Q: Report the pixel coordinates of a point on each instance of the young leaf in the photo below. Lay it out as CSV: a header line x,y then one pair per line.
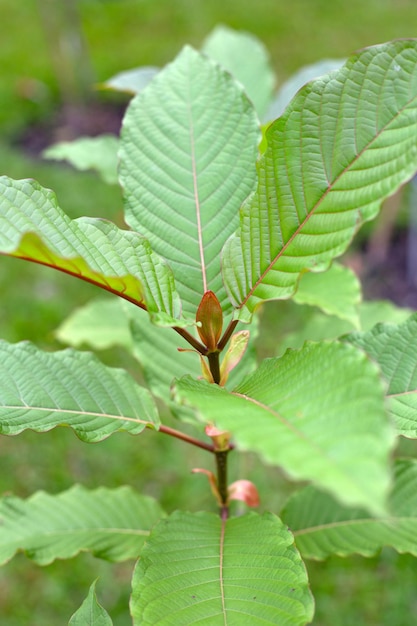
x,y
112,524
346,142
337,292
247,59
196,568
318,413
89,153
91,613
33,227
323,527
187,162
394,348
41,390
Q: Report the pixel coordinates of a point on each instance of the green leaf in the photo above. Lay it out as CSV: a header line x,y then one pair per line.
x,y
322,527
34,228
287,90
89,153
100,324
247,59
91,613
112,524
394,348
187,162
41,390
345,143
316,326
337,292
132,81
197,569
318,413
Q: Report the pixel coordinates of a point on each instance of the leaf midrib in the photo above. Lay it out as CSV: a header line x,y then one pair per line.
x,y
27,408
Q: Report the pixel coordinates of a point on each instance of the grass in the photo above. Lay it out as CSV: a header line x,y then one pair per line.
x,y
122,34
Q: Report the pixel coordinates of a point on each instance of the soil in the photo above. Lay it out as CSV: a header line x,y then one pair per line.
x,y
70,122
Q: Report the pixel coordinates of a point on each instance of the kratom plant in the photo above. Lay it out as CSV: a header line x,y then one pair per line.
x,y
222,220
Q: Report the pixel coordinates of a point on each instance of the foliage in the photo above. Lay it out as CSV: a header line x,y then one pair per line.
x,y
217,229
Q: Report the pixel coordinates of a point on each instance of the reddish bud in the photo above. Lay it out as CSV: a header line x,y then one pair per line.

▬▬▬▬▬▬▬▬▬▬

◆ **Task**: If a record holds a picture, leave the picture out, but copy everything else exactly.

◆ **Task output**:
Q: Report the pixel coordinates of a point on each instance of the young leaf in the photo below. Lay it out as CSV: a header line x,y then one pair per line.
x,y
112,524
346,142
337,292
247,59
196,568
318,413
89,153
91,613
33,227
323,527
187,162
394,348
41,390
Q: Report the pixel coordinates of a point on each instance of the green leaf in the photo above. Lay it out as CSV: a header line x,y then one pair per line.
x,y
322,527
34,228
287,90
89,153
100,324
247,59
91,613
112,524
394,348
187,162
41,390
345,143
316,326
337,292
132,81
197,569
318,413
Q: Report the pixel coordinates of a point on each instance of the leaf midrib in the photo above. Lay it out as CSV: a header line x,y then one pair per line.
x,y
27,408
Q: Report the pixel coordinates of a point on each instance of the grass in the photo above. Lay it out as CSV: a header line x,y then one pair per line.
x,y
122,34
Q: Report the pixel coordinates of a point on each instance of the soil in the photo above. Lay it out as CSV: a header line x,y then one pair per line.
x,y
70,122
Q: Report the pixel coordinates of a point on each instance of the kratom plant in the photo above. Lay it out as CSV: a header line x,y then one pair per line.
x,y
222,220
Q: Report the pixel coordinates of a point on each instance of the foliage in the photo above. Lay it out as CSV: a header line x,y then one pair per line.
x,y
217,229
Q: Report the pixel coordinates of a point on each instance of the reddish bud in the photo above. Lay it out as CSV: a header line x,y then one pair per line.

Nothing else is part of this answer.